Question d'Ozlem Ozen à Koen Geens, ministre de la Justice, sur les conséquences de l'annulation de sa réforme de la Cour d'Assises

Monsieur le président, monsieur le ministre, ce matin la presse s'inquiète des conséquences de l'arrêt d'annulation de la Cour constitutionnelle concernant la cour d'assises. Pour rappel, la haute juridiction a estimé que votre projet visant la quasi-suppression de la cour d'assises est tout simplement contraire à la Constitution. C'est évidemment une première gifle. Aujourd'hui, plus rien ne va au sein des tribunaux correctionnels. C'est le véritable casse-tête juridique, le flou le plus total. Les interprétations divergent et l'insécurité juridique règne.

 

Les chambres correctionnelles sont-elles encore compétentes pour juger des crimes ou doivent-elles renvoyer vers les juridictions d'instruction? En attendant que cette question cruciale soit tranchée, les 54e et 90e chambres correctionnelles de Bruxelles sont à l'arrêt. Les jugements ne sont pas rendus. D'autres juridictions devraient également suivre. Tout risque donc de fonctionner désormais au ralenti.

 

Pourtant, monsieur le ministre, ce n'est pas comme si vous n'aviez pas été prévenu. Comme vous le savez, lors des très longues discussions concernant le projet pot-pourri II, nous avons, à maintes reprises, attiré votre attention sur la manière dont cette cour d'assises avait été vidée toute substance de, sans passer par une véritable révision de la Constitution ni par un débat de fond.

 

Vous payez aujourd'hui votre refus, qui devient routinier, de ne pas écouter le Conseil d'État ni les experts et, passons, l'opposition. C'est une évidence!

 

C'est également le prix à payer pour défendre vos considérations purement budgétaires sur des droits et des dossiers aussi fondamentaux que la réforme des assises.

 

Depuis le vote de votre projet de loi, vous présentez sans cesse votre projet alternatif, preuve que vous saviez déjà que votre projet était bancal. À une question qui vous a été posée la semaine dernière, vous avez répondu que "l'avant-projet prévoit un jury populaire de quatre membres assistant trois magistrats du siège. Il inclut certains avantages de l'administration de la preuve de l'ancienne procédure. Ces chambres criminelles connaîtront aussi des délits politiques et de presse. Conformément à la Constitution, un appel sera possible." Vous semblez donc  tout à fait prêt à remettre de l'ordre dans cet imbroglio.

 

Monsieur le ministre, comment répondrez-vous aux inquiétudes des magistrats et des justiciables? Quelles conséquences juridiques tirez-vous de cette réforme? Qui sera désormais compétent pour le traitement des dossiers? Si les crimes déjà correctionnalisés doivent être, à l'avenir, jugés en assises, comment comptez-vous  éviter l'embouteillage que cela ne manquera pas d'engendrer devant les assises? Quand déposerez-vous votre nouvelle réforme au parlement? Pouvez-vous nous répondre de façon précise?

**Données sources:**
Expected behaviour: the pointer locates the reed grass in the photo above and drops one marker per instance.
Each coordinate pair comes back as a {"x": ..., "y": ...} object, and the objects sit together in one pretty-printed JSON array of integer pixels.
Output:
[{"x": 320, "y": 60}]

**Objectifs:**
**A.** D'après l'extrait de page, quelles chambres correctionnelles de Bruxelles sont à l'arrêt ?
**B.** Recopiez le passage de l'extrait de page qui commence par "Question d'Ozlem Ozen" et se termine par "l'insécurité juridique règne.", en substituant "sévère leçon" à "première gifle".
Les données n'interviennent pas dans ce travail.

**Résultats de l'exercice:**
**A.** Les 54e et 90e chambres correctionnelles de Bruxelles.

**B.**
Question d'Ozlem Ozen à Koen Geens, ministre de la Justice, sur les conséquences de l'annulation de sa réforme de la Cour d'Assises

Monsieur le président, monsieur le ministre, ce matin la presse s'inquiète des conséquences de l'arrêt d'annulation de la Cour constitutionnelle concernant la cour d'assises. Pour rappel, la haute juridiction a estimé que votre projet visant la quasi-suppression de la cour d'assises est tout simplement contraire à la Constitution. C'est évidemment une sévère leçon. Aujourd'hui, plus rien ne va au sein des tribunaux correctionnels. C'est le véritable casse-tête juridique, le flou le plus total. Les interprétations divergent et l'insécurité juridique règne.